_WHAT IS REQUIRED_
Restate the listing below word for word, omitting any images.
▼
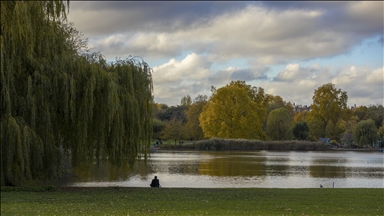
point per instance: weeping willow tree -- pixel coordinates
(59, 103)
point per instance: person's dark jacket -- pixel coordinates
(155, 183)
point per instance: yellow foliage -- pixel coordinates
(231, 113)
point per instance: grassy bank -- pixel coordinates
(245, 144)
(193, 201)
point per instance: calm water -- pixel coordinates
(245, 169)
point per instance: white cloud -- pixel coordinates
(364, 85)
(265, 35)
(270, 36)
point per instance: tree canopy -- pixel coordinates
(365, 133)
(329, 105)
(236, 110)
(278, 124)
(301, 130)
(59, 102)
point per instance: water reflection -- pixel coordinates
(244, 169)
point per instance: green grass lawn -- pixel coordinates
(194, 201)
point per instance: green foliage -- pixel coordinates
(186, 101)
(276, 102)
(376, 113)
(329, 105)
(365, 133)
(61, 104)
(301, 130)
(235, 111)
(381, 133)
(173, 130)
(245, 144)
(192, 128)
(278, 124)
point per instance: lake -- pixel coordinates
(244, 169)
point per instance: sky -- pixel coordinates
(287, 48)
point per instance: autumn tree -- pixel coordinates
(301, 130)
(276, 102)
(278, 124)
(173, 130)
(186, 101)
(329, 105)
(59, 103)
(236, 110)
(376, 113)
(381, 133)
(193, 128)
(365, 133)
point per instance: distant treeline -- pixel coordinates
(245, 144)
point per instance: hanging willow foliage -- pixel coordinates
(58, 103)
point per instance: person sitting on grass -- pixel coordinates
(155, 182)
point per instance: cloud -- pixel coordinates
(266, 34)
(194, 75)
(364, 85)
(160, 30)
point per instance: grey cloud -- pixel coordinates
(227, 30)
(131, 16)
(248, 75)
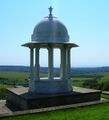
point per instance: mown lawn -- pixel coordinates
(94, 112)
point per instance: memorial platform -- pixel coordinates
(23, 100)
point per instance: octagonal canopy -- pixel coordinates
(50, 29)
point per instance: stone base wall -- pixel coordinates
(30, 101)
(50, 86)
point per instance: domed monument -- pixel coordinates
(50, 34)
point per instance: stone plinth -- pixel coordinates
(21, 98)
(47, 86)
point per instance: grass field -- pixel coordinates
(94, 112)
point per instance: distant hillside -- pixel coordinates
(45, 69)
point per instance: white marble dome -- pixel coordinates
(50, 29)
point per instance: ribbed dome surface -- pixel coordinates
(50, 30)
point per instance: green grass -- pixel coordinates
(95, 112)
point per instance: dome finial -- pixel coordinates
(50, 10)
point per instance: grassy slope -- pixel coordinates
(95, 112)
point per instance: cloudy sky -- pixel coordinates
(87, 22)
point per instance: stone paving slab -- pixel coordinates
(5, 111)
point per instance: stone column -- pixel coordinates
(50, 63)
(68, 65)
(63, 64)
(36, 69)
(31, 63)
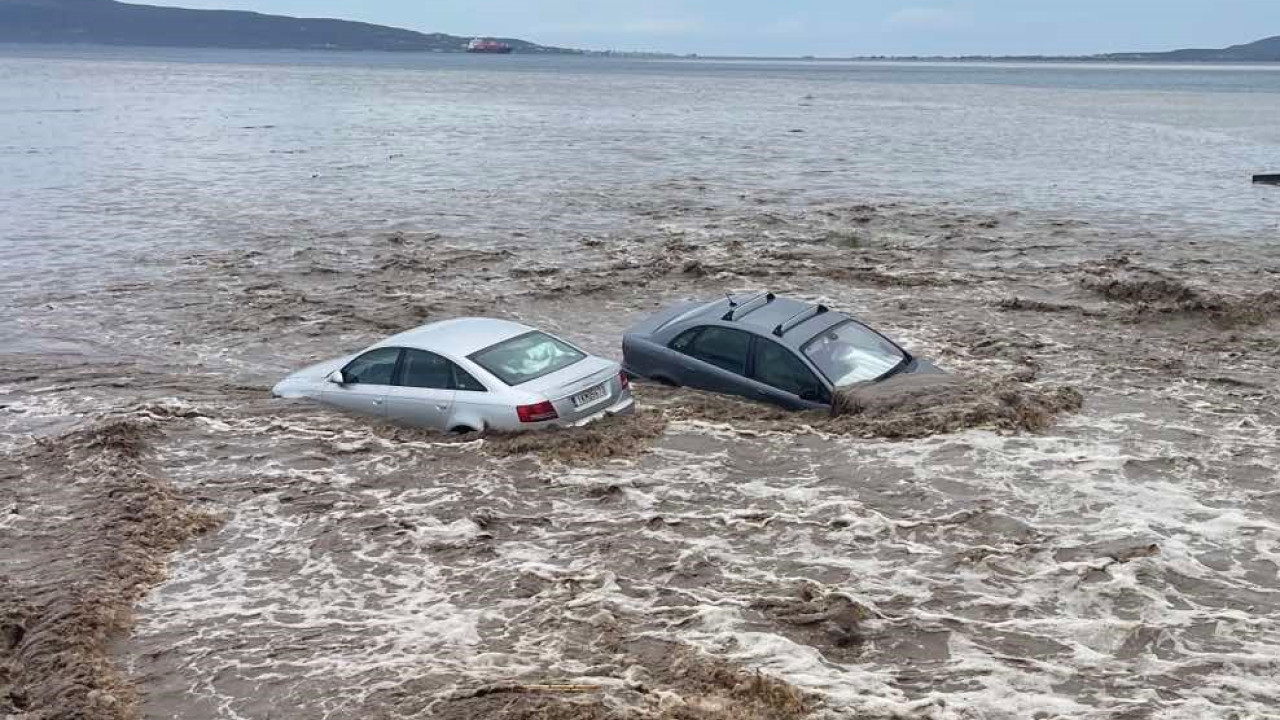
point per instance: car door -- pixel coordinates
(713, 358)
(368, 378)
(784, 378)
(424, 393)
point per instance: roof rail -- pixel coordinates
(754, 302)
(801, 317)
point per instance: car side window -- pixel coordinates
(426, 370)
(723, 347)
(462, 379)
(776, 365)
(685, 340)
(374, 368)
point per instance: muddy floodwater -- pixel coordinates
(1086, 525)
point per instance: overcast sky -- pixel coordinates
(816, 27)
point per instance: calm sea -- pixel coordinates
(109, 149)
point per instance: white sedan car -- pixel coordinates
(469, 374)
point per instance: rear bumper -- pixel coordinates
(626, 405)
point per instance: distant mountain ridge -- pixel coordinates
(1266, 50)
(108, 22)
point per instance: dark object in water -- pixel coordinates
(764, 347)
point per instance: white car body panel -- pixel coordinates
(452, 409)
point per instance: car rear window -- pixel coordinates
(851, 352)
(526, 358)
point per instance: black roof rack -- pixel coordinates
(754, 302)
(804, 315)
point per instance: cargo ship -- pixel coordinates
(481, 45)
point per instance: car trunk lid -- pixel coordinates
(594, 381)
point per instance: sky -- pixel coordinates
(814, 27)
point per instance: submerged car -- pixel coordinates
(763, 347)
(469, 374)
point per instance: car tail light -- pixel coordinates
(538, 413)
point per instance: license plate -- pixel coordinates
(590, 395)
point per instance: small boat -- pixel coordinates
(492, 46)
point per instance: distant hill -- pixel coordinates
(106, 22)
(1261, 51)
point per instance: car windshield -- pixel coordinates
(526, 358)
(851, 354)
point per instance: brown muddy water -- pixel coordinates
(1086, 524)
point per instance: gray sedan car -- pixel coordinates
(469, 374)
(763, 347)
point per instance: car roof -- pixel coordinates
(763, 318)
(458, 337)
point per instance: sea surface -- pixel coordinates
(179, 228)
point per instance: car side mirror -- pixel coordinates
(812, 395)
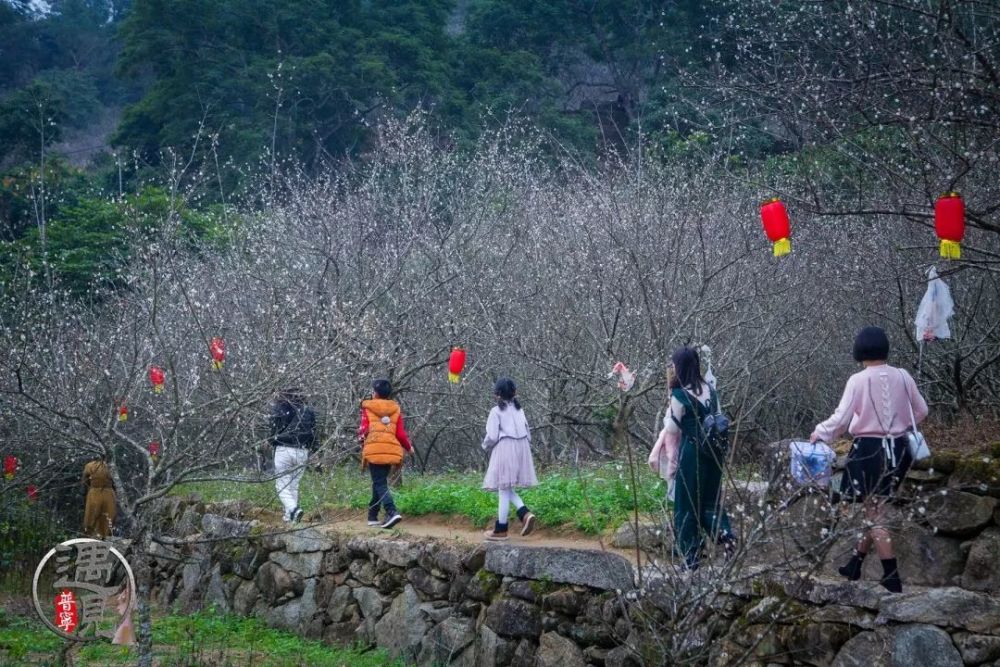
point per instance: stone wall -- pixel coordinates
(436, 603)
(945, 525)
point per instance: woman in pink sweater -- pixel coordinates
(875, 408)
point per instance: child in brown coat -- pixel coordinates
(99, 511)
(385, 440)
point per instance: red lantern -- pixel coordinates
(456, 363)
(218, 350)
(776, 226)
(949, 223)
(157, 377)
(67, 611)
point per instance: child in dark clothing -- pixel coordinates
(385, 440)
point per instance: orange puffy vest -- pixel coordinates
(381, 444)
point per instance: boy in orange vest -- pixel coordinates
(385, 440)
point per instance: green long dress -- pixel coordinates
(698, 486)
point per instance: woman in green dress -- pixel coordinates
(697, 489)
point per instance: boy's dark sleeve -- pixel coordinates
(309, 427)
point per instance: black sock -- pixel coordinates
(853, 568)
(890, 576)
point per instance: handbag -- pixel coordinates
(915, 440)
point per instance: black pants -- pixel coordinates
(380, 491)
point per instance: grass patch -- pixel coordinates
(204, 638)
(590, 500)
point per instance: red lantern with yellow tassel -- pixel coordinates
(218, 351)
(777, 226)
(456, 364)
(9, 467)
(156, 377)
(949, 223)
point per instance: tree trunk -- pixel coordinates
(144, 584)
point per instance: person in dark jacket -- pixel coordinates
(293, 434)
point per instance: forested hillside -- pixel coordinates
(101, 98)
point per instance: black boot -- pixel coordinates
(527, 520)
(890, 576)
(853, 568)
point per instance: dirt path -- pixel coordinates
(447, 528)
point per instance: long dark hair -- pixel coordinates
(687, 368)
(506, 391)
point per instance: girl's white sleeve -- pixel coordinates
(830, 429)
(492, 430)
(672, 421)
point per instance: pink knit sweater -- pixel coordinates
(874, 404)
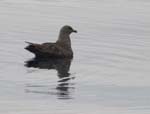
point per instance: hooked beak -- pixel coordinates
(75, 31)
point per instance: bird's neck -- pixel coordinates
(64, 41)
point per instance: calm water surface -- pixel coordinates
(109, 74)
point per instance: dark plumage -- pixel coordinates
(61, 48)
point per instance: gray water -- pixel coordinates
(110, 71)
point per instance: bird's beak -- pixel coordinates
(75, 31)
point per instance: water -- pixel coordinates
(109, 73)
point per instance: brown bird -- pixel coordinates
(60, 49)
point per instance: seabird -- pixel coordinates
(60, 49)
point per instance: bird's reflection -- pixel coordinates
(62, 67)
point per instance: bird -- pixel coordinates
▲
_WRITTEN RESPONSE_
point per instance: weeping willow tree -- pixel coordinates
(59, 103)
point per instance: person's dark jacket -- pixel coordinates
(155, 183)
point per instance: yellow foliage -- pixel coordinates
(231, 113)
point per instance: grassy bank -- pixel coordinates
(245, 144)
(193, 201)
point per instance: calm water -- pixel coordinates
(245, 169)
point per instance: white cloud -- pixel coordinates
(364, 85)
(265, 35)
(270, 36)
point per instance: tree canopy -- pixel coordinates
(365, 133)
(329, 105)
(236, 110)
(278, 124)
(301, 130)
(59, 102)
point per instance: water reflection -- pixel coordinates
(244, 169)
point per instance: green grass lawn -- pixel coordinates
(194, 201)
point per instance: green foliage -- pixel coordinates
(186, 101)
(276, 102)
(376, 113)
(329, 105)
(365, 133)
(61, 104)
(301, 130)
(235, 111)
(381, 133)
(173, 130)
(245, 144)
(192, 128)
(278, 124)
point per instance: lake -- pixel coordinates
(244, 169)
point per instance: sky -- pixel coordinates
(287, 48)
point per instance: autumn tree -- pixel coordinates
(301, 130)
(276, 102)
(278, 124)
(173, 130)
(186, 101)
(329, 105)
(59, 103)
(236, 110)
(376, 113)
(381, 133)
(193, 128)
(365, 133)
point per instance: distant treeline -- pixel coordinates
(245, 144)
point per instance: hanging willow foliage -- pixel coordinates
(58, 103)
point per instance: person sitting on grass -- pixel coordinates
(155, 182)
point per instance: cloud -- pixel coordinates
(266, 34)
(194, 75)
(364, 85)
(160, 30)
point per instance: grey cloud -- pixel coordinates
(227, 30)
(131, 16)
(248, 75)
point per instance: mown lawn -- pixel coordinates
(94, 112)
point per instance: memorial platform -- pixel coordinates
(23, 100)
point per instance: octagonal canopy -- pixel coordinates
(50, 29)
point per instance: stone base wall -- pixel coordinates
(30, 101)
(50, 86)
point per instance: domed monument -- pixel coordinates
(50, 34)
point per instance: stone plinth -- pixel coordinates
(21, 98)
(47, 86)
point per instance: grass field -- pixel coordinates
(94, 112)
point per instance: distant hillside -- pixel coordinates
(45, 69)
point per instance: white marble dome -- pixel coordinates
(50, 29)
point per instance: ribbed dome surface -- pixel coordinates
(50, 30)
point per instance: green grass -- pixel coordinates
(95, 112)
point per instance: dome finial -- pixel coordinates
(50, 10)
point per instance: grassy slope -- pixel coordinates
(95, 112)
point per instance: cloudy sky -- pixel coordinates
(87, 22)
point per instance: stone paving slab -- pixel coordinates
(5, 111)
point per instance: stone column -- pixel coordinates
(50, 63)
(68, 65)
(63, 64)
(36, 69)
(31, 63)
point per instance: car door -- pixel coordinates
(713, 358)
(368, 378)
(784, 378)
(424, 393)
point per instance: roof rail -- pixel coordinates
(754, 302)
(801, 317)
point per instance: car side window -- pixel coordinates
(426, 370)
(723, 347)
(462, 379)
(776, 365)
(685, 340)
(374, 368)
point per instance: muddy floodwater -- pixel coordinates
(1086, 525)
point per instance: overcast sky -- pixel coordinates
(816, 27)
point per instance: calm sea -- pixel coordinates
(109, 149)
point per instance: white sedan car -- pixel coordinates
(469, 374)
point per instance: rear bumper -- pixel coordinates
(626, 405)
point per instance: distant mountain ridge -- pixel coordinates
(1266, 50)
(108, 22)
point per instance: dark object in water -- pixel coordinates
(764, 347)
point per instance: white car body panel -- pixel coordinates
(452, 409)
point per instance: car rear window -- pixel coordinates
(851, 352)
(526, 358)
point per instance: black roof rack -- pixel coordinates
(754, 302)
(804, 315)
point per instance: cargo ship -- pixel coordinates
(481, 45)
point per instance: car trunk lid -- pixel coordinates
(594, 381)
point per instance: sky -- pixel coordinates
(814, 27)
point per instance: submerged car -- pixel coordinates
(763, 347)
(469, 374)
point per instance: car tail light -- pixel coordinates
(538, 413)
point per instance: license plate -- pixel coordinates
(590, 395)
point per instance: small boat -- pixel coordinates
(492, 46)
point per instance: distant hill -- pixel coordinates
(106, 22)
(1261, 51)
point per instance: car windshield -- pixel coordinates
(526, 358)
(851, 354)
point per instance: brown muddy water -- pixel coordinates
(1086, 524)
point per instance: gray sedan car -- pixel coordinates
(469, 374)
(763, 347)
point per instance: car roof -- pixel coordinates
(763, 318)
(458, 337)
point per instance: sea surface -- pixel coordinates
(179, 228)
point per instance: car side mirror -- pixel coordinates
(812, 395)
point per instance: stone wall -- pixel coordinates
(436, 603)
(945, 525)
point per instance: woman in pink sweater -- pixel coordinates
(875, 408)
point per instance: child in brown coat -- pixel coordinates
(99, 511)
(385, 440)
point per instance: red lantern -- pixel coordinates
(456, 363)
(218, 350)
(776, 226)
(949, 223)
(157, 377)
(67, 611)
point per instance: child in dark clothing -- pixel coordinates
(385, 440)
point per instance: orange puffy vest -- pixel coordinates
(381, 444)
point per instance: boy in orange vest -- pixel coordinates
(385, 440)
point per instance: green long dress -- pixel coordinates
(698, 486)
point per instance: woman in green dress -- pixel coordinates
(697, 489)
point per instance: boy's dark sleeve -- pixel coordinates
(309, 427)
point per instance: black sock -- pixel coordinates
(853, 568)
(890, 576)
point per instance: handbag -- pixel coordinates
(915, 440)
point per instance: black pants -- pixel coordinates
(380, 491)
point per instance: grass patch -- pixel coordinates
(204, 638)
(590, 500)
point per instance: red lantern with yellow tassel -- pixel coordinates
(218, 351)
(777, 226)
(456, 364)
(9, 467)
(156, 377)
(949, 223)
point per instance: tree trunk -- pixel coordinates
(144, 584)
point per instance: person in dark jacket -- pixel coordinates
(293, 434)
point per instance: forested hillside -- pixel coordinates
(101, 98)
point per instance: black boot -- pixel coordinates
(527, 520)
(890, 576)
(853, 568)
point per instance: dirt path -- pixel coordinates
(447, 528)
point per instance: long dark hair -- pixel coordinates
(687, 368)
(506, 391)
point per instance: girl's white sleeve -- pixel coordinates
(830, 429)
(492, 430)
(672, 421)
point per instance: pink knit sweater -- pixel coordinates
(874, 404)
point per instance: hooked beak -- pixel coordinates
(75, 31)
point per instance: bird's neck -- pixel coordinates
(64, 41)
point per instance: calm water surface -- pixel coordinates
(109, 74)
point per instance: dark plumage -- pixel coordinates
(61, 48)
point per instance: gray water -- pixel coordinates
(110, 71)
point per instance: bird's beak -- pixel coordinates
(75, 31)
point per instance: water -- pixel coordinates
(109, 73)
point per instance: brown bird -- pixel coordinates
(60, 49)
point per instance: seabird -- pixel coordinates
(60, 49)
point per instance: bird's reflection -- pixel coordinates
(62, 67)
point per instance: bird -- pixel coordinates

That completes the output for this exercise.